Stored data:
##############################

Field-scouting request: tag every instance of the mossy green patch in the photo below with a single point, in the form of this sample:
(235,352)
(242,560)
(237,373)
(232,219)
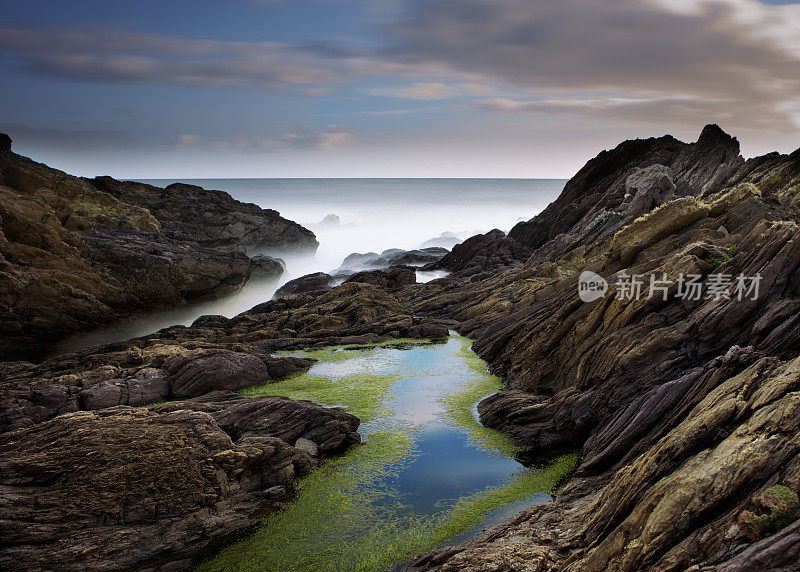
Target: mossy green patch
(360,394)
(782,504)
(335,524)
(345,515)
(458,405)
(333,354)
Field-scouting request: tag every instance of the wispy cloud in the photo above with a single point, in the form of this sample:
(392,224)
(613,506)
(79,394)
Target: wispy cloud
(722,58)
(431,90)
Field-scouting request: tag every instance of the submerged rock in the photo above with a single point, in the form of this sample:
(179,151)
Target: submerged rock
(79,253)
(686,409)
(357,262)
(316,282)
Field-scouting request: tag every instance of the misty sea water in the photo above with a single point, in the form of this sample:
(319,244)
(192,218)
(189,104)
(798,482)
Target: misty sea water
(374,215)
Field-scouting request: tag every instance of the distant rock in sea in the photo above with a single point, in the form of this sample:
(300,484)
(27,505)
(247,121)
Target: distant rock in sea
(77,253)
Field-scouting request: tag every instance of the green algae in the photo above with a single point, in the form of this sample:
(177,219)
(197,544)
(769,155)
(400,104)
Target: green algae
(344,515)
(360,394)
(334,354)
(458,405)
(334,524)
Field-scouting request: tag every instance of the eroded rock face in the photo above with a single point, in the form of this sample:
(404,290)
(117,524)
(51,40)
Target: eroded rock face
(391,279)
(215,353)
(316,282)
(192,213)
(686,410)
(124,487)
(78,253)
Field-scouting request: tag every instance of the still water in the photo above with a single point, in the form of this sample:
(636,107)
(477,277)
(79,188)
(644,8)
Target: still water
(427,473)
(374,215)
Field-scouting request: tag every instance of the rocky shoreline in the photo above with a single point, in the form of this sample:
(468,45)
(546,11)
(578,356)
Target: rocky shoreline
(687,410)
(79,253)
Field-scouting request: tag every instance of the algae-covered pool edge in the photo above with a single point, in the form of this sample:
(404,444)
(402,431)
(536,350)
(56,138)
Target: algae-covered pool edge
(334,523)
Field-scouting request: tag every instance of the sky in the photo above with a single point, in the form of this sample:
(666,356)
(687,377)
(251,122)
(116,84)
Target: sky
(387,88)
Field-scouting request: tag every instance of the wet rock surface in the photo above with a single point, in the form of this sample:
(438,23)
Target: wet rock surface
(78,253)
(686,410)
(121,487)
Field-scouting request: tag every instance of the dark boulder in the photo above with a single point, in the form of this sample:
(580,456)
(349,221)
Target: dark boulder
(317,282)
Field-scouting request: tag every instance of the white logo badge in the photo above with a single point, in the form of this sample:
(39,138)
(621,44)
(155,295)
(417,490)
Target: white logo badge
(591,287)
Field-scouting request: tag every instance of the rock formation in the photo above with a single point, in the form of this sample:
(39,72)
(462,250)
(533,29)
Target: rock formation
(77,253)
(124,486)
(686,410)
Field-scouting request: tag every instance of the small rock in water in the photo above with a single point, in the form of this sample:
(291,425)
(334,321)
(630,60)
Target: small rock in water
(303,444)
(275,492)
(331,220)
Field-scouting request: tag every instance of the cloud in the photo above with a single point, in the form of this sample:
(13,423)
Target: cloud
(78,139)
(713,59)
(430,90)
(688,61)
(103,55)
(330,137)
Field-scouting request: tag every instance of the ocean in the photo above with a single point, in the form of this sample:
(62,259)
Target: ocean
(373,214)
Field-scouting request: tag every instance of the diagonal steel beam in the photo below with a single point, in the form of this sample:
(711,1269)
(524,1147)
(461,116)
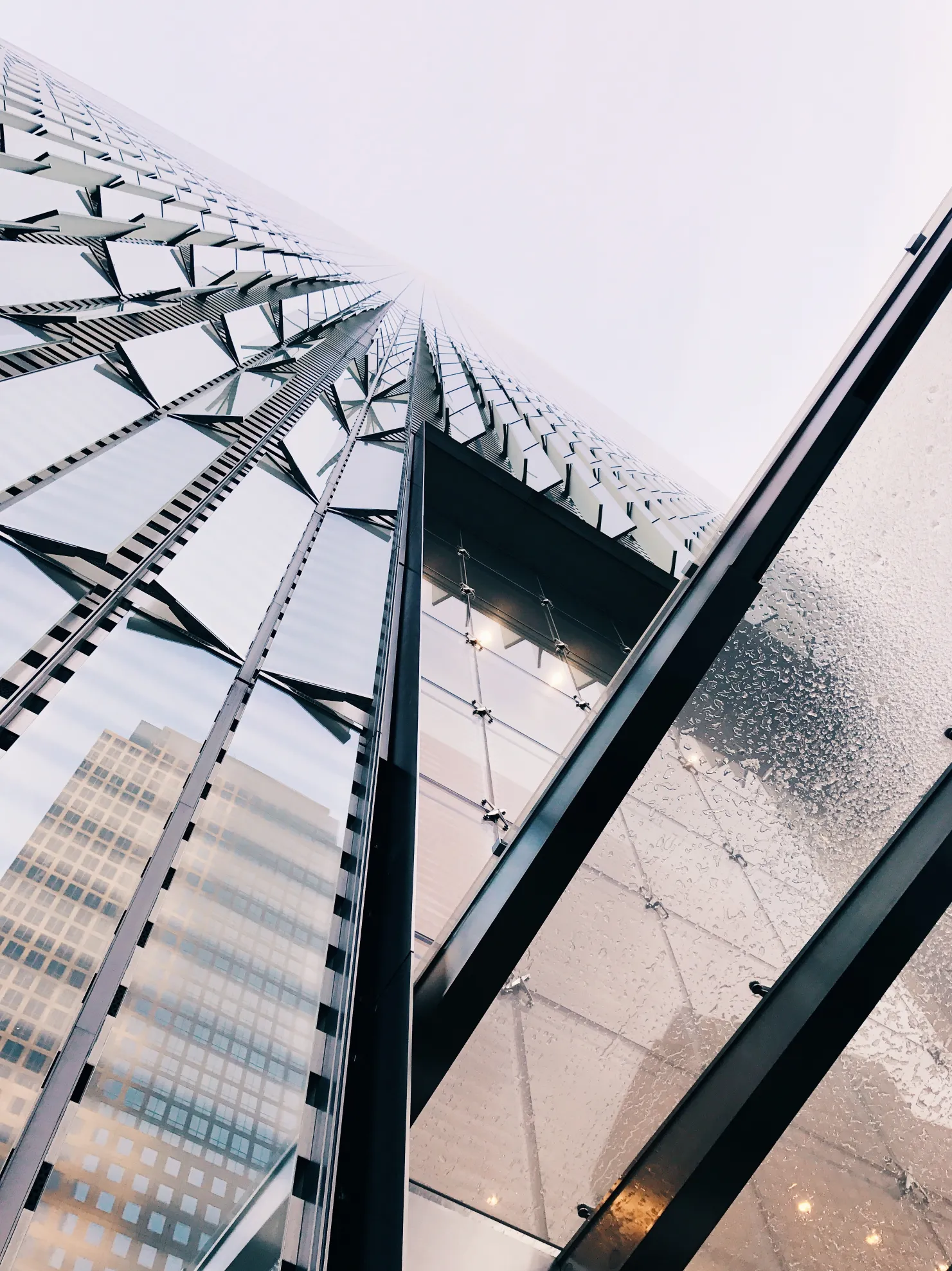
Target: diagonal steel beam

##############################

▸ TASK DETAILS: Return a copy of each line in the entries that carries the string "steel".

▸ ANSWER TO THIS PROBLEM:
Field-scouting request: tag every instance of the diagonal steel beam in the photo below with a single point, in the form of this sample:
Target: diagonal steel beam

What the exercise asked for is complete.